Amongst others, Mr Januarie, the other BRP of Shiva, disputed the legality of the filing of the notice as it was a unilateral action taken by Tayob, and an action Januarie did not support. The urgent application before the court a quo sought to prevent the directors of Shiva from performing any of their director duties apart from what has been envisaged in Chapter 6 of the Companies Act 71 of 2008 (Companies Act) pending the outcome of the challenge of Tayob’s unilateral decision.

The applicants, including Januarie, contended that Shiva was still in financial distress and therefore the filing of the notice of termination was not justified. 

Issue before the court

One of the main questions before the court a quo was whether the notice of termination, unilaterally filed by Tayob, brought the business rescue proceedings to an end.

According to section 141(2)(b)(ii) of the Companies Act, BRPs can file a notice of termination of business rescue at any time during business rescue proceedings if the BRPs conclude that there are no longer reasonable grounds to believe that the company is financially distressed. Ultimately, this provision indicates that it is the filing of a notice of termination of business rescue that brings such proceedings to an end.

▸ **PROBLEM 1**:
According to the passage on the Shiva business rescue dispute, which section of the Companies Act lets BRPs file a notice of termination of business rescue?
▸ **PROBLEM 2**:
Retype the stretch of the passage on the Shiva business rescue dispute from "The applicants, including" through "was not justified.".
The material after this point is separate from the passage on the Shiva business rescue dispute.

▸ **SOURCE INFORMATION**:
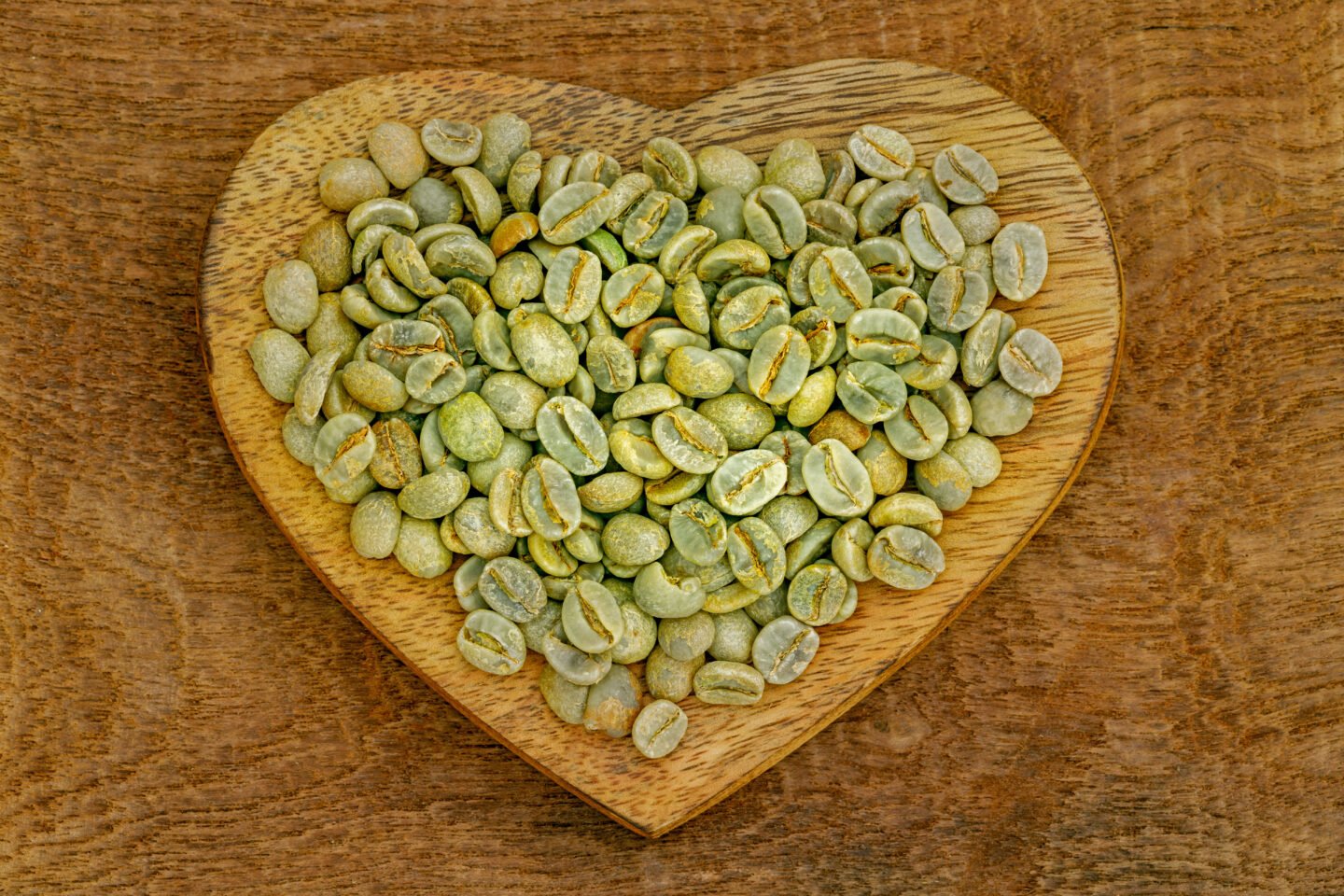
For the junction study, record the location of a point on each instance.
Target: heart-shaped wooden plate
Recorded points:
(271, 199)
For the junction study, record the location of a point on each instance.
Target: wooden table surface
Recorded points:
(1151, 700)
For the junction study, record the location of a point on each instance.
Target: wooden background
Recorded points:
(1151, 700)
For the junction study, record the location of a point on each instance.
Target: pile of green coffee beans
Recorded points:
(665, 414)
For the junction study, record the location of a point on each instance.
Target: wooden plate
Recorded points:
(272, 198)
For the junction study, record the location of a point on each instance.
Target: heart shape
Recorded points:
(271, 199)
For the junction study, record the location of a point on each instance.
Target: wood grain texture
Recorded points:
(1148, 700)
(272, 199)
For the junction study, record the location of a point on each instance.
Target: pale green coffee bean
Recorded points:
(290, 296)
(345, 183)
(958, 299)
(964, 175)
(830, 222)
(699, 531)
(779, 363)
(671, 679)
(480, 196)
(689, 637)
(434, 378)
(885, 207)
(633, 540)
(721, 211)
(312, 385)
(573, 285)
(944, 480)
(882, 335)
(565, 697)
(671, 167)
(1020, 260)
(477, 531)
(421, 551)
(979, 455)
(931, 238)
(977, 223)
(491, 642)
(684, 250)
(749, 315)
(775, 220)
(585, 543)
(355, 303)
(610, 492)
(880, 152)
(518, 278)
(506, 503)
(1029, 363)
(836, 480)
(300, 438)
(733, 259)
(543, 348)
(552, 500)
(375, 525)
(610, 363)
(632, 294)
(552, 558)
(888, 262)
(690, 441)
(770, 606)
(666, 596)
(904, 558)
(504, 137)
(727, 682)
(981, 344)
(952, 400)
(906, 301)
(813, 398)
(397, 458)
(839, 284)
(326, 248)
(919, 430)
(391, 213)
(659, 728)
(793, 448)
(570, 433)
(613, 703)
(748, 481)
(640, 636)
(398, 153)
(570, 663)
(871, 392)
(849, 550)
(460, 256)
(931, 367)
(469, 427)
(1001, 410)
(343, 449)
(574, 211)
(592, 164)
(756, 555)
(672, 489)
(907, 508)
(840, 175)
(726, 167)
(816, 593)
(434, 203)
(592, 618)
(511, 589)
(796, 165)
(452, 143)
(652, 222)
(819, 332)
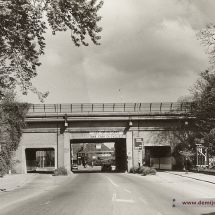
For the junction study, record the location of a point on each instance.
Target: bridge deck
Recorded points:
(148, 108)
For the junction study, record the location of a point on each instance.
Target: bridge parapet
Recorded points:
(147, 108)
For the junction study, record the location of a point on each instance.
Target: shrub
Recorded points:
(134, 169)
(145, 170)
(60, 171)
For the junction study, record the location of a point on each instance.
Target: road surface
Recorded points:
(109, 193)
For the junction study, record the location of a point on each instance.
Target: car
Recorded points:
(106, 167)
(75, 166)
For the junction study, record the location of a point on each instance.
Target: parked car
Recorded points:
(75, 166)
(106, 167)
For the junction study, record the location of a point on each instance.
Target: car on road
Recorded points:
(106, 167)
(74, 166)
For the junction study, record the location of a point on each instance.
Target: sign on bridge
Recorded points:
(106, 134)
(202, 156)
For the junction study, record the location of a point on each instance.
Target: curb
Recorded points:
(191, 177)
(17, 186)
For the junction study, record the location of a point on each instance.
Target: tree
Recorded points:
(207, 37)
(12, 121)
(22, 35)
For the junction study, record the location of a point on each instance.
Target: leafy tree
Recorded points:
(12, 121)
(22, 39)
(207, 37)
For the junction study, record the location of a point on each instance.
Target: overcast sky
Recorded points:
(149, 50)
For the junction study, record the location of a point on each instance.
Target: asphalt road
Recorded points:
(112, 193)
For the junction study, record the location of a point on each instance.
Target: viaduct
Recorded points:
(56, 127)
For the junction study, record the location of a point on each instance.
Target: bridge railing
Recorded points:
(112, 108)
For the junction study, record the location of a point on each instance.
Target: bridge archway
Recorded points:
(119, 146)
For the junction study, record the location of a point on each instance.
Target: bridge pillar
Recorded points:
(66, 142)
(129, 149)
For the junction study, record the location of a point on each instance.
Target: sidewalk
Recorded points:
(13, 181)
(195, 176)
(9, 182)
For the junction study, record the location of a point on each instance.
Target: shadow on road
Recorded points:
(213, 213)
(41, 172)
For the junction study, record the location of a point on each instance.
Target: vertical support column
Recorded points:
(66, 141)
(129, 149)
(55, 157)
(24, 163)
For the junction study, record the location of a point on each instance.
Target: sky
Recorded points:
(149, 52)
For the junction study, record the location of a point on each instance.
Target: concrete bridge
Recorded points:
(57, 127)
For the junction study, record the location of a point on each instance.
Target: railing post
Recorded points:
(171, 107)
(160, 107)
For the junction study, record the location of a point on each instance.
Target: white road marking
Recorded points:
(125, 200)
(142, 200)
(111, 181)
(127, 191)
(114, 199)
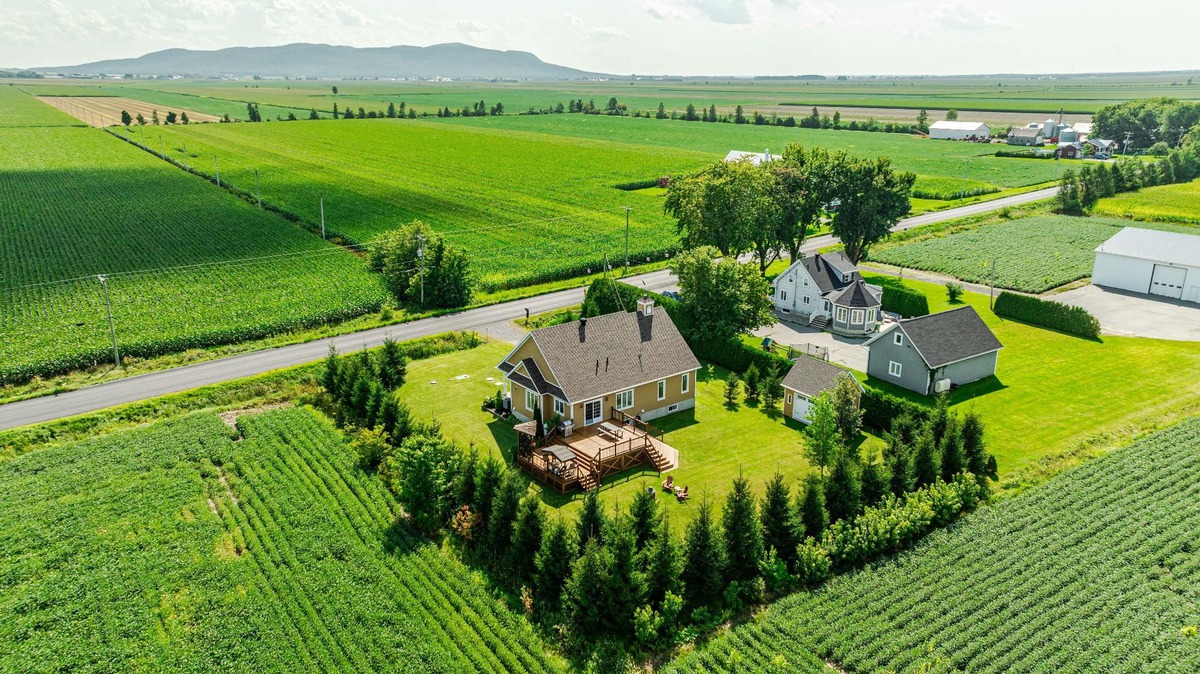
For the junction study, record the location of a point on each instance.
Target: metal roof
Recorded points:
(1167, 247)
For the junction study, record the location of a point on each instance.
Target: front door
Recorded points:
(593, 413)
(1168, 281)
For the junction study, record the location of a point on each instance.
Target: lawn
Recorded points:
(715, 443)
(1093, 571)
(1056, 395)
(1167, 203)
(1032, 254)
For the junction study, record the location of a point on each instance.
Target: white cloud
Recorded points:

▸ **WRITTEN SOLUTION 1**:
Section 141(2)(b)(ii) of the Companies Act 71 of 2008.

▸ **WRITTEN SOLUTION 2**:
The applicants, including Januarie, contended that Shiva was still in financial distress and therefore the filing of the notice of termination was not justified.